## Material provided:
============

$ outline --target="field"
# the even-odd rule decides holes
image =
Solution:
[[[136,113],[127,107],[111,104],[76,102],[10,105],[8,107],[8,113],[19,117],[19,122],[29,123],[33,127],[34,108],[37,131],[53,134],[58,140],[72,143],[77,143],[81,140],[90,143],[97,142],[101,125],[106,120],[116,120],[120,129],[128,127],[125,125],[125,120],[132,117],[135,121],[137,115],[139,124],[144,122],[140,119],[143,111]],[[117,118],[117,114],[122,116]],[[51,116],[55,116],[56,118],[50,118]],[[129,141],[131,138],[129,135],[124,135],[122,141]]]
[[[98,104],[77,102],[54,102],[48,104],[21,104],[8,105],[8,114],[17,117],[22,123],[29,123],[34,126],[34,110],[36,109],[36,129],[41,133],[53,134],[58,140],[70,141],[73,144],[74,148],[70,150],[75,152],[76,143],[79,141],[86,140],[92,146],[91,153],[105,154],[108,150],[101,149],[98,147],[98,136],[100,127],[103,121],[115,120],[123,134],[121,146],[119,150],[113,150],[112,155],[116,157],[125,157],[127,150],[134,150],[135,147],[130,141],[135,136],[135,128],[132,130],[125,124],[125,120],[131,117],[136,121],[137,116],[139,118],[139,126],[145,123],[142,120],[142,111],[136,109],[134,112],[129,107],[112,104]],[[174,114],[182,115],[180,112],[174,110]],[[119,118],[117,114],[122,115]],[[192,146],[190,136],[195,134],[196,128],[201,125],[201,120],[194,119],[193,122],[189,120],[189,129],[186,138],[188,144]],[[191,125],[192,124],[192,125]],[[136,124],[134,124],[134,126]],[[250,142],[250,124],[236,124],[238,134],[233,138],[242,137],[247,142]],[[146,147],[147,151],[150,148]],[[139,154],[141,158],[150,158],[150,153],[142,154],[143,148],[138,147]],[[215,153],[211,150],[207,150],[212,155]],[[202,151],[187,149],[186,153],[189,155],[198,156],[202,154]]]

============

## Set exercise:
Print all of the rows above again, character for character, with nothing changed, added, or left out.

## Task answer:
$ outline --target="field"
# the even-odd rule decides holes
image =
Solution:
[[[136,113],[127,107],[111,104],[76,102],[10,105],[8,107],[8,113],[19,117],[19,122],[29,123],[33,127],[34,108],[37,131],[53,134],[58,140],[72,143],[77,143],[81,140],[90,143],[97,142],[101,125],[106,120],[116,120],[120,129],[128,127],[125,125],[125,120],[132,117],[135,121],[137,115],[139,124],[144,122],[140,119],[143,111]],[[117,118],[117,114],[122,116]],[[51,116],[55,116],[56,118],[50,118]],[[129,141],[131,138],[129,135],[124,135],[122,141]]]
[[[98,104],[77,102],[54,102],[48,104],[21,104],[8,105],[8,114],[17,117],[22,123],[29,123],[34,126],[34,110],[36,109],[36,129],[41,133],[53,134],[58,140],[70,141],[73,144],[74,148],[70,150],[75,152],[76,143],[79,141],[86,140],[92,146],[91,153],[105,154],[108,150],[101,149],[98,147],[98,136],[100,127],[103,121],[115,120],[123,134],[121,146],[119,150],[113,150],[112,155],[116,157],[125,157],[127,150],[134,150],[135,147],[130,141],[135,136],[135,128],[132,130],[125,124],[125,120],[131,117],[136,121],[137,116],[139,118],[139,126],[145,123],[142,120],[142,111],[136,109],[134,112],[129,107],[112,104]],[[174,114],[182,115],[180,112],[174,110]],[[119,118],[117,114],[122,115]],[[192,146],[190,136],[195,134],[196,128],[201,125],[201,120],[194,119],[193,122],[189,120],[189,129],[186,138],[188,144]],[[191,125],[192,124],[192,125]],[[136,124],[134,124],[134,126]],[[250,142],[250,124],[236,124],[238,134],[233,138],[242,137],[247,142]],[[146,147],[147,151],[150,148]],[[139,154],[141,158],[150,158],[150,153],[142,154],[143,148],[138,147]],[[215,153],[211,150],[207,150],[212,155]],[[202,151],[187,149],[186,153],[189,155],[198,156],[202,154]]]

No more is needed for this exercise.